» **Data shown**:
++++++++++
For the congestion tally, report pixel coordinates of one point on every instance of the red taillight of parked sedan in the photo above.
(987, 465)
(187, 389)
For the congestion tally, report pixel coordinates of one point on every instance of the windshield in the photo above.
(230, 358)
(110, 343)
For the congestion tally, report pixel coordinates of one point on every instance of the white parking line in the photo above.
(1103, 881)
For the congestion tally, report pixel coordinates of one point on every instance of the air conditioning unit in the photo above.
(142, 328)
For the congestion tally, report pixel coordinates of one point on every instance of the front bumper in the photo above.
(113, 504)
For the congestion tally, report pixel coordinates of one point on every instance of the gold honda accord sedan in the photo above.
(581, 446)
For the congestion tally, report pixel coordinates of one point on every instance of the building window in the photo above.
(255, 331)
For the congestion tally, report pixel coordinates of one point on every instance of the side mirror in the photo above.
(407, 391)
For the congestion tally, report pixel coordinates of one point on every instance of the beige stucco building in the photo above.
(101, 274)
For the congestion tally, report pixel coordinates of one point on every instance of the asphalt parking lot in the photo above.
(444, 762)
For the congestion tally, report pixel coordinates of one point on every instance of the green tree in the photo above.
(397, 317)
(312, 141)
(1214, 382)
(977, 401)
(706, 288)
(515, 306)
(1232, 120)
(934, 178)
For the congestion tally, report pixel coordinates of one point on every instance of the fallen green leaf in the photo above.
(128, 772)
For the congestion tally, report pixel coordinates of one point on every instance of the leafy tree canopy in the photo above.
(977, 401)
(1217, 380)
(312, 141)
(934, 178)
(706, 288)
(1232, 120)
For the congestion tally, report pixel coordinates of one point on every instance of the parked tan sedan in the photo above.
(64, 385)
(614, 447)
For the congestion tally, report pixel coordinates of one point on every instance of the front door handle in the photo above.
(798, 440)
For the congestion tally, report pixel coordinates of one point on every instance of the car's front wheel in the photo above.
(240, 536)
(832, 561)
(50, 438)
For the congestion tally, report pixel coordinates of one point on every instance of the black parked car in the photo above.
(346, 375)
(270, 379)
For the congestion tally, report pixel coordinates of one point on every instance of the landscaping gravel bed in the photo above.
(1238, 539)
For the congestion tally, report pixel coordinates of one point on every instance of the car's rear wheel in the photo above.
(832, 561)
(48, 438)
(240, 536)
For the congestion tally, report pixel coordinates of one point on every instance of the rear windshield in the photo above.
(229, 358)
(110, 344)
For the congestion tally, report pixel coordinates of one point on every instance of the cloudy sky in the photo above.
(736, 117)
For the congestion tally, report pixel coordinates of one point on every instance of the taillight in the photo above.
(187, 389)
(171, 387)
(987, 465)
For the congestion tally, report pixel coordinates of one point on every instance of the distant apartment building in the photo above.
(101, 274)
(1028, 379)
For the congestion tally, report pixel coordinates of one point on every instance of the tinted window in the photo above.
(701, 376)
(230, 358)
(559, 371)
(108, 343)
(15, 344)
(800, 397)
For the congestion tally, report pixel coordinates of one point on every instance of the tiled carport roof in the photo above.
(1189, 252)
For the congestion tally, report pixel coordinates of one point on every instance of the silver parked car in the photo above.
++++++++++
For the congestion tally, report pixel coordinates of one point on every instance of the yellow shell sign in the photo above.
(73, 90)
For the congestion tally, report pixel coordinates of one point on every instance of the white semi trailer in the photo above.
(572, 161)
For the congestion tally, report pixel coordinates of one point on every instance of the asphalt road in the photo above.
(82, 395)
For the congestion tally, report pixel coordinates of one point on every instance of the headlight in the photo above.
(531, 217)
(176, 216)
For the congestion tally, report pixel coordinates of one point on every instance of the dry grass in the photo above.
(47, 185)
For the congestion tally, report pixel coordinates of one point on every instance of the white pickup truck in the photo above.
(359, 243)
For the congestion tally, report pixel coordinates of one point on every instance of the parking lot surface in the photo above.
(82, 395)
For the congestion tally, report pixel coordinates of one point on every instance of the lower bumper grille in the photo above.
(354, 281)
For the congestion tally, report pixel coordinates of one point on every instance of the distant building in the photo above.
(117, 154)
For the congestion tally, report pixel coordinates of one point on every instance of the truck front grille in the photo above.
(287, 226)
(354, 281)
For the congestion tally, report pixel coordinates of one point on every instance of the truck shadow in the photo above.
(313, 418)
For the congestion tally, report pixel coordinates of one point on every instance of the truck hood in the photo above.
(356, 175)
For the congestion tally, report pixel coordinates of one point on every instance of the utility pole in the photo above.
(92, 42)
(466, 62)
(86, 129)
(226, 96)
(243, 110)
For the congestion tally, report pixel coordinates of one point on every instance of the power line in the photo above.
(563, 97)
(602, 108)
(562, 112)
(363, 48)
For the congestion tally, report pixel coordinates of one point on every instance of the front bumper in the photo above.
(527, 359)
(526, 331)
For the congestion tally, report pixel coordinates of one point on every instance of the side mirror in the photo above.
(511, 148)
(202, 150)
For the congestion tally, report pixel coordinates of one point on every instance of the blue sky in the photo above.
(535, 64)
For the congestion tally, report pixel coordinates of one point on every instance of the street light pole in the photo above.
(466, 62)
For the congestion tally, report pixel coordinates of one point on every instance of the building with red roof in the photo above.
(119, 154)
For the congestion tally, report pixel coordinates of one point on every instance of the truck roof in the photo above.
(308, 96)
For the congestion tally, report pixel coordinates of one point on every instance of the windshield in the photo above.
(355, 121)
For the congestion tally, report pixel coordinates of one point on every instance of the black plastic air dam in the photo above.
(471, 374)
++++++++++
» **Problem**:
In the listing above, find the line with "taillight in the photo above." and the line with "silver parked car in the photo above.", then print exactly those lines and every line between them.

» **Task solution**:
For the congestion tally, report pixel coordinates of one point on every instance of the taillight in the photo above.
(187, 389)
(171, 387)
(987, 465)
For the congestion tally, report pixel coordinates of one point on every instance of the distant apartment building in the photo above.
(101, 274)
(1028, 379)
For the congestion tally, report pixel coordinates of one point on every instance of the tinted window in the photo above.
(701, 376)
(230, 358)
(559, 371)
(108, 343)
(15, 344)
(800, 397)
For the congestion tally, report pixel coordinates of one point on every instance of the tiled carport roof in the photo above.
(1189, 252)
For the congestion tally, report pixel coordinates of one point on every instance of the silver parked car in the photo above.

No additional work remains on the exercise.